▶ PROVIDED PASSAGE:
<<<<

Las Vegas Sun

March 28, 2024

Simply the best? UK critics praise Tina Turner stage musical

Tina Turner Musical

Vianney Le Caer/Invision / AP

In this Tuesday, Oct. 17, 2017, file photo, musician Tina Turner, left, poses for photographers with actress Adrienne Warren, who plays Turner, during a photo call to promote the launch of the musical ‘Tina’ in London.

LONDON — British theater critics on Wednesday praised a new stage musical about the life of Tina Turner — one that also has the approval of the star herself.

Turner was in the audience for the opening night of "Tina" at London's Aldwych Theatre. After the show Tuesday, she joked that "I've found a replacement" in Adrienne Warren, who plays the brassy singer in the musical.

The show charts Turner's roots in small-town Tennessee, her musical apprenticeship alongside abusive husband Ike Turner and her solo breakthrough in the 1980s with hits such as "Private Dancer" and "What's Love Got to Do With It?"

With a script by American playwright Katori Hall, "Tina" is driven by powerhouse tunes and a performance by Warren that the Guardian newspaper called "simply astonishing."

>>>>

▶ DATASET:
<<<<

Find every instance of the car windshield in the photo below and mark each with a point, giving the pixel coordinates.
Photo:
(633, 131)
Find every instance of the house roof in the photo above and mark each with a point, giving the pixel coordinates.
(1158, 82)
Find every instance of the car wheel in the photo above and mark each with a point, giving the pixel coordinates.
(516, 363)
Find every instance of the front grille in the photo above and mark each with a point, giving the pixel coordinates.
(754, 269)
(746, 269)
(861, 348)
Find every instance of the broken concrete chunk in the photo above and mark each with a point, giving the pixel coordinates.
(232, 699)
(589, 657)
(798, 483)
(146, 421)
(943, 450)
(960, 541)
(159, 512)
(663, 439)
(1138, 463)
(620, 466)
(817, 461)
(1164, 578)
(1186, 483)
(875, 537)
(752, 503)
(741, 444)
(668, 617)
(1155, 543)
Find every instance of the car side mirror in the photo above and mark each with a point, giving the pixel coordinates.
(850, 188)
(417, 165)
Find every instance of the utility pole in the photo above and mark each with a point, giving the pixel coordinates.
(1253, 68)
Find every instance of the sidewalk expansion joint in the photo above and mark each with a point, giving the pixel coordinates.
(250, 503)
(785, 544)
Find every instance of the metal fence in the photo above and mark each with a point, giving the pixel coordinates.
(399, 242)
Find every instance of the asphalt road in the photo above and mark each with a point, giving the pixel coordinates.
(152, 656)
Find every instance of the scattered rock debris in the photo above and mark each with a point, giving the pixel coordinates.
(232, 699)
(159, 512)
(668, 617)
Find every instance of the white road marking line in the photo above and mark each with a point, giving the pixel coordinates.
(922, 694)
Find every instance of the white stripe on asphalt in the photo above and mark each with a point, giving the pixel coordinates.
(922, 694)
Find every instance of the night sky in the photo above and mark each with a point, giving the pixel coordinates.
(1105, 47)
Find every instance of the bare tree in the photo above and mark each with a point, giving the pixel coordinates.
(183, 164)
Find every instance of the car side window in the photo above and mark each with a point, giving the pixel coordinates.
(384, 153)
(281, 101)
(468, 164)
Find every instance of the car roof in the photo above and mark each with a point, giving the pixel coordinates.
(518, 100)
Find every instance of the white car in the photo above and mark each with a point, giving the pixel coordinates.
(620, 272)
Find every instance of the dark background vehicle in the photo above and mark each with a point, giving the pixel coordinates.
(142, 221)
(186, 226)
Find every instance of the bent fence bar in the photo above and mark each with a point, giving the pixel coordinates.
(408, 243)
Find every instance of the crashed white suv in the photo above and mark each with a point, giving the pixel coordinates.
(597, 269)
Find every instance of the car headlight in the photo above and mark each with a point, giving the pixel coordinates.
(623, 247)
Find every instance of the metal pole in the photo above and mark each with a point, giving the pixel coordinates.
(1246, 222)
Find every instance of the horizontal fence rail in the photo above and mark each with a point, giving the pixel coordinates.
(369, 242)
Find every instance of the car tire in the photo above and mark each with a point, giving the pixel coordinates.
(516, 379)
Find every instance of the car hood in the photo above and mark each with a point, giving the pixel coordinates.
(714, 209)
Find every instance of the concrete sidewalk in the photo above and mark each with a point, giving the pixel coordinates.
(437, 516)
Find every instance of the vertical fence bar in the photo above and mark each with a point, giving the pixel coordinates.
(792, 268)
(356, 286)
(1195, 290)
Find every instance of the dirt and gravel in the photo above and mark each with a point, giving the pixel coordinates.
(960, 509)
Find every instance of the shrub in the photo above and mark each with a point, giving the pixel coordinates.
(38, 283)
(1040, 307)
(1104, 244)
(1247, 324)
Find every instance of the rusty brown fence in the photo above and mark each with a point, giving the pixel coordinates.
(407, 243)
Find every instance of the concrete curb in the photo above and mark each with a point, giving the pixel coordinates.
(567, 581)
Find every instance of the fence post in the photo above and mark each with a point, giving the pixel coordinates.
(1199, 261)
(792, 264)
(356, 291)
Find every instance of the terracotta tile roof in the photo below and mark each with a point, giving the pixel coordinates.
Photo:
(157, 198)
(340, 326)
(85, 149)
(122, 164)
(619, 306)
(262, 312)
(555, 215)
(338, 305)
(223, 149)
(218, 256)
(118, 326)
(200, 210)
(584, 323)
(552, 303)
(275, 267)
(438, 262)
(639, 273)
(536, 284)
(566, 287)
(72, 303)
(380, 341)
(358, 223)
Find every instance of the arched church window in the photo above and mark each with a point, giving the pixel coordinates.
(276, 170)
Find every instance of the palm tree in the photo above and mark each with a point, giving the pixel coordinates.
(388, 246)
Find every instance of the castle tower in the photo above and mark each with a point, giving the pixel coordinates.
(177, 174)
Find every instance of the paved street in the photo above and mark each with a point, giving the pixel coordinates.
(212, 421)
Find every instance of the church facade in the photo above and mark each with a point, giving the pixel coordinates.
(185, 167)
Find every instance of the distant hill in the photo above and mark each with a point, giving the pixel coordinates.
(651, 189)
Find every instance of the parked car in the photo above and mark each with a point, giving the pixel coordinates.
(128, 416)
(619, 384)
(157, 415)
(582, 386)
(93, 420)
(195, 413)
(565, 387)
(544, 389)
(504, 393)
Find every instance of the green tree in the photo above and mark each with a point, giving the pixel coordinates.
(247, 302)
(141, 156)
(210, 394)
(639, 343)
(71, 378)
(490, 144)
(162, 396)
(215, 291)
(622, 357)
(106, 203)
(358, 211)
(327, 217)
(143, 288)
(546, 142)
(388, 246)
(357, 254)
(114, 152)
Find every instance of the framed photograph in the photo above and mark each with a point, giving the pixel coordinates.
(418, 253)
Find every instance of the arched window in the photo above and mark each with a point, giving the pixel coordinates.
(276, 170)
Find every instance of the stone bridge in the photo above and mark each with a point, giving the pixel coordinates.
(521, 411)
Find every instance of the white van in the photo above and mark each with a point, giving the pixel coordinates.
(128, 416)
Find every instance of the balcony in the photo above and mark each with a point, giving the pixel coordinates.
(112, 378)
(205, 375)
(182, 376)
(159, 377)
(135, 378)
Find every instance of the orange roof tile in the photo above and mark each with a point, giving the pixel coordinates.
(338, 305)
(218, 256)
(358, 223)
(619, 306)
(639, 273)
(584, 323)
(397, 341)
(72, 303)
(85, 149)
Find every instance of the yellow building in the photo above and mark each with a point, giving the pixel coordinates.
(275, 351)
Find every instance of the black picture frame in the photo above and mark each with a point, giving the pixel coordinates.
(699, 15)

>>>>

▶ WHAT IS BEING ASKED: List every person named in the Tina Turner musical article, from the paragraph beginning "LONDON —" through its final sentence.

▶ WRITTEN RESPONSE:
Tina Turner
Adrienne Warren
Ike Turner
Katori Hall